Exercise directions: Render the entries below as a numbered list, leaving out blank lines, covering only the part that opens with the line containing "Highlight-reel tagging: indicate the road" and closes with the last line of the entries.

Provided records:
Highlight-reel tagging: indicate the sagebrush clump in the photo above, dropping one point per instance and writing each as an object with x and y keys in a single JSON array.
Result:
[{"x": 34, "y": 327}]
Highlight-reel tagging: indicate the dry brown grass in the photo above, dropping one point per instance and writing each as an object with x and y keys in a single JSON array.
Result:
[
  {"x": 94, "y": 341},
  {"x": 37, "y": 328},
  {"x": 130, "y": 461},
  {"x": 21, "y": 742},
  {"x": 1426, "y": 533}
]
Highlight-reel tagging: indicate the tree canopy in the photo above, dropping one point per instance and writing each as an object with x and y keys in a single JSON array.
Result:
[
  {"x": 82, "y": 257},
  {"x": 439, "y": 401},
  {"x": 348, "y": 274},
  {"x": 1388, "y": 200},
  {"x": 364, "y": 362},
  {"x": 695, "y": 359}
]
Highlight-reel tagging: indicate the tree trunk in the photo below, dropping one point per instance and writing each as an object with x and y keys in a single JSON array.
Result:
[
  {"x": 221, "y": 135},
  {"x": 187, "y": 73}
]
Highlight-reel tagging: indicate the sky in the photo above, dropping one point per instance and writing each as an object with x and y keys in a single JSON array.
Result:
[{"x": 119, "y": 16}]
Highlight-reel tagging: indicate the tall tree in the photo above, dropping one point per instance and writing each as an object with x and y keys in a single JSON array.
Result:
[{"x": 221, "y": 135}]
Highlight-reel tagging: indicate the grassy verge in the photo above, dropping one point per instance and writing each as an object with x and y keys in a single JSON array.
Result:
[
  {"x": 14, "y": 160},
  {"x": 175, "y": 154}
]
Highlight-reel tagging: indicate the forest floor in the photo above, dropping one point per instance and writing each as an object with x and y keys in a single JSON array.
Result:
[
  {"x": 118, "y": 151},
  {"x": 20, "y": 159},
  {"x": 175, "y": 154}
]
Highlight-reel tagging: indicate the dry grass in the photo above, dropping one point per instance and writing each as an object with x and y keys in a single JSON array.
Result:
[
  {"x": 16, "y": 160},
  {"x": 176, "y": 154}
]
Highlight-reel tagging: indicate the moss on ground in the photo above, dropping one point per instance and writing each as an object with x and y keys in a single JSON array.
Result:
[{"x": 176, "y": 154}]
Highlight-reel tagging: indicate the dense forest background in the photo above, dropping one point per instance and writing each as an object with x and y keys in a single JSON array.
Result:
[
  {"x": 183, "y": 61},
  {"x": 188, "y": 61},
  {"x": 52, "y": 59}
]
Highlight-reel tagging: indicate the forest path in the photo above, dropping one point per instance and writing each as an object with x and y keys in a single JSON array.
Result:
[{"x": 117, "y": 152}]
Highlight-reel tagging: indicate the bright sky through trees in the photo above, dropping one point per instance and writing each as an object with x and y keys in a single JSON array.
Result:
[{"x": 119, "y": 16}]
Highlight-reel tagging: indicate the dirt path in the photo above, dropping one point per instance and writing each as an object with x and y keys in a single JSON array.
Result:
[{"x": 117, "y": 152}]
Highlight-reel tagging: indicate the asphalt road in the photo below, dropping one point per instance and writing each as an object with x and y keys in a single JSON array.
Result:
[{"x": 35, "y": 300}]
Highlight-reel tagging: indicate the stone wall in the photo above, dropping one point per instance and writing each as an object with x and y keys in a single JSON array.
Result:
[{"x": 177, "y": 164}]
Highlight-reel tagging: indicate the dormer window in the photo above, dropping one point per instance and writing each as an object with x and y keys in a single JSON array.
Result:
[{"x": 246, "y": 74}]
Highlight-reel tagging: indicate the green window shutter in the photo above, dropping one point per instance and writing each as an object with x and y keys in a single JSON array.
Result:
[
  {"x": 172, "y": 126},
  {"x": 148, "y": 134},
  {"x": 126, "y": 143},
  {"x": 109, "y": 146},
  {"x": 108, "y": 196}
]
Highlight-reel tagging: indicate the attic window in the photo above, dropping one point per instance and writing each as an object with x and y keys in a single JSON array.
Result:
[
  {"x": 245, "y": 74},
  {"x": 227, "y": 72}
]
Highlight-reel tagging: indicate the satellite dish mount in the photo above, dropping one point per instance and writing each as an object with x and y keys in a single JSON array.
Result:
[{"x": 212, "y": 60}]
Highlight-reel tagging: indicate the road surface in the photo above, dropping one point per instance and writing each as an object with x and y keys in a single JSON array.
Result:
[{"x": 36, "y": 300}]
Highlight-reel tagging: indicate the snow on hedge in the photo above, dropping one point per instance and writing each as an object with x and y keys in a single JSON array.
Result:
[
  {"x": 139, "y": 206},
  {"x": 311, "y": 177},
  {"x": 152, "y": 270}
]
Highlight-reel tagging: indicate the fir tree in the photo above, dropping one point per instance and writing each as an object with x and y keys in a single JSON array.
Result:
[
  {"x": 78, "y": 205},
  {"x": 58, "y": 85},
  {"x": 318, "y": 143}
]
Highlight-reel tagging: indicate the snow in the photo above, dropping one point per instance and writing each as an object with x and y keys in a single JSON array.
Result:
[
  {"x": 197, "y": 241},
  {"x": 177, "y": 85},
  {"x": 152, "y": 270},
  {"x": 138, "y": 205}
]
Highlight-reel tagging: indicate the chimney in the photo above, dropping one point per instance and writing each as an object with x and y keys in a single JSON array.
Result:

In response:
1. Highlight-reel tagging: indicate the road surface in the photo above, dropping one point per instance and writing each as an object with x and y keys in a single JSON array.
2. Result:
3. [{"x": 36, "y": 300}]
4. Highlight-reel tagging: indicate the snow on hedge in the photo above, dropping one point per instance and writing each as an object with x and y keys in a single JSON array.
5. Result:
6. [
7.   {"x": 139, "y": 206},
8.   {"x": 311, "y": 177},
9.   {"x": 152, "y": 270}
10. ]
11. Highlight-reel tagging: indicate the fir tree in the photo above, dropping one point per instance and writing each as an object with x and y keys in a single JSON array.
12. Result:
13. [
14.   {"x": 78, "y": 205},
15.   {"x": 58, "y": 85},
16.   {"x": 318, "y": 143}
17. ]
18. Highlight-reel tagging: indicate the snow in the photo above, dropping one point per instance and writing each as an object with x and y keys in a single JSON array.
19. Result:
20. [
21.   {"x": 197, "y": 241},
22.   {"x": 177, "y": 85},
23.   {"x": 152, "y": 270},
24.   {"x": 138, "y": 205}
25. ]
26. Highlight-reel tagging: indicate the chimney in the photo above, dropping one point per instance and writing each as an object with x and y keys in a single JSON array.
27. Result:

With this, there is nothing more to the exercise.